• **WORK ORDER**
Examine the data below and state how many lines contain "rough", offering no other words.

%%

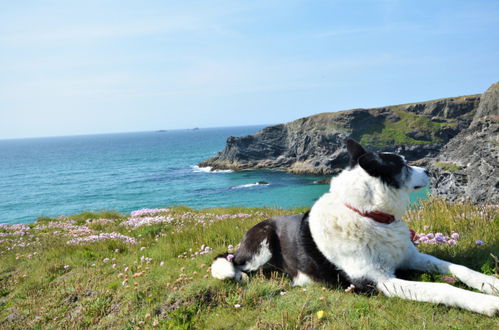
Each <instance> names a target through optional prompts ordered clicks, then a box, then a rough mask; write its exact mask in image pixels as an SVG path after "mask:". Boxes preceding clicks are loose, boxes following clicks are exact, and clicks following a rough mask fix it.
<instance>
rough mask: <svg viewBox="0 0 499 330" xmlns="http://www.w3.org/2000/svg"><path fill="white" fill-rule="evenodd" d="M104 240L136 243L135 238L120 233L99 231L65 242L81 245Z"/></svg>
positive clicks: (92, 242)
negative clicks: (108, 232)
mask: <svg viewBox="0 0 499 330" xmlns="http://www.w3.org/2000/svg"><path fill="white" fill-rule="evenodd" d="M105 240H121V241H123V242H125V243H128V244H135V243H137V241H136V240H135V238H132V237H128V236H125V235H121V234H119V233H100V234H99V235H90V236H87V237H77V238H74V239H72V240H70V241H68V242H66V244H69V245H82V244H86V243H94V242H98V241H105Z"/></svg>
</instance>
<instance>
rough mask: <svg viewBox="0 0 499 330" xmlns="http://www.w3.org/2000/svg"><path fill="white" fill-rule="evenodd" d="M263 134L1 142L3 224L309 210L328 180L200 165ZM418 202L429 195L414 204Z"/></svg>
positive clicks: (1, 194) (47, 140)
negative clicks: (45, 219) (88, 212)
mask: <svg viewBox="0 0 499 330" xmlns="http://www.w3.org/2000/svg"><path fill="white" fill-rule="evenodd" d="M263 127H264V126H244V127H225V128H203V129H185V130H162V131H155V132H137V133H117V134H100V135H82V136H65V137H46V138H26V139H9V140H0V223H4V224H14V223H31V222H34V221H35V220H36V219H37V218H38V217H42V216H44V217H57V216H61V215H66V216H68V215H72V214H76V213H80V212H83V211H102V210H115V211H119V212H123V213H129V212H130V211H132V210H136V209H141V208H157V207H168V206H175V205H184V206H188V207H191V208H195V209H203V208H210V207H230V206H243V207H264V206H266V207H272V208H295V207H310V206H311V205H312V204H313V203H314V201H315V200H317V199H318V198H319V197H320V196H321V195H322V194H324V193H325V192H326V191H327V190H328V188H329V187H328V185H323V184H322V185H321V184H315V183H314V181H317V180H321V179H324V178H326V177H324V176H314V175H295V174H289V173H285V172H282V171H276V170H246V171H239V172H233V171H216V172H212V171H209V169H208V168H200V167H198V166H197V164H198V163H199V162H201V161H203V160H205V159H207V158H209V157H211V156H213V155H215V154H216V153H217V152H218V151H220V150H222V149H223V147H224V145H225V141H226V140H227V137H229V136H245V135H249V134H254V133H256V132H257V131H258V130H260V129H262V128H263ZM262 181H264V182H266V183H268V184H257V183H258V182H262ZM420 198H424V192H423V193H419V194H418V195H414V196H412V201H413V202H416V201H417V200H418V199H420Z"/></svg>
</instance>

%%

• **EXERCISE ANSWER**
3